-- START OF Source material --

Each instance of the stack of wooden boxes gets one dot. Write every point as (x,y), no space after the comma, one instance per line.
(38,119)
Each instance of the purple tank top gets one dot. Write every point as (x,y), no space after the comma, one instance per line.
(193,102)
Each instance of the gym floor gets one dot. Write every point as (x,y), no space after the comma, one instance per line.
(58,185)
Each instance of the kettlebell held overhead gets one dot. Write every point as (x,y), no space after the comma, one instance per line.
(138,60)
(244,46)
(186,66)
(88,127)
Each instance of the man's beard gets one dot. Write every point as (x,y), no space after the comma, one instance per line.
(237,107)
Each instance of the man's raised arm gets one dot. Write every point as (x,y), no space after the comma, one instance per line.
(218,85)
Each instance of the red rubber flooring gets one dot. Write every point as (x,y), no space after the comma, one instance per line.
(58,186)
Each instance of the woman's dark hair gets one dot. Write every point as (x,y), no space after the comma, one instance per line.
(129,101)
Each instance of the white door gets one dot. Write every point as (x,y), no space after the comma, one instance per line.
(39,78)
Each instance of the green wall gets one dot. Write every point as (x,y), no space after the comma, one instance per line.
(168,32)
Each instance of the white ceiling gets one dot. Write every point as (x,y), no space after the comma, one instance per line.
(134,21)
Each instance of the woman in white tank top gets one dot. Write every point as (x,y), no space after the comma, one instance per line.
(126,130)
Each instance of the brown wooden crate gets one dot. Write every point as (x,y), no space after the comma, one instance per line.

-- END OF Source material --

Short exercise:
Can you write out all of the items above again, substituting "sleeveless shirt" for "tank top" wherever it appears and keeping everything else unchanged?

Answer to this problem:
Each instance of the stack of wooden boxes gets one dot. Write every point as (x,y), no space after the comma, one instance per line.
(38,119)
Each instance of the purple sleeveless shirt gets one dot. Write every point as (x,y), no space after the comma, one instance per line.
(193,102)
Each instance of the gym floor gets one dot. Write every point as (x,y), no space after the comma, one instance per line.
(58,185)
Each instance of the kettlebell held overhead gets one dot. Write every point as (x,y), no space after the comma, one instance per line.
(138,60)
(244,46)
(186,66)
(88,127)
Each instance of the man's beard gets one dot. Write every point as (x,y), no space after the comma, one instance per line.
(237,107)
Each instance of the man's raised arm gets one dot. Write every point as (x,y), no space after the comma, one instance per line.
(218,85)
Each instance of the red rubber flooring gets one dot. Write every point as (x,y), no space after the comma, one instance per line.
(58,186)
Each instance of the woman's dark hair gets one dot. Write every point as (x,y), no space after the comma, one instance per line.
(129,101)
Each instance of the white door gets one dot. Write every point as (x,y), no space after the comma, one instance per line.
(39,78)
Each instance of the green wall gets one dot. Write every point as (x,y), no space after the comma, one instance per line.
(168,32)
Each instance of the white ceiling gets one dot. Write every point as (x,y), no space after the comma, one instance per line.
(134,21)
Each instance of the woman in white sleeveless shirt gets one dot. Write every point as (x,y), no space after the comma, one instance per line.
(126,130)
Each instance of the brown wooden crate gets one dot. Write every point as (x,y), no space after the comma, one instance per line.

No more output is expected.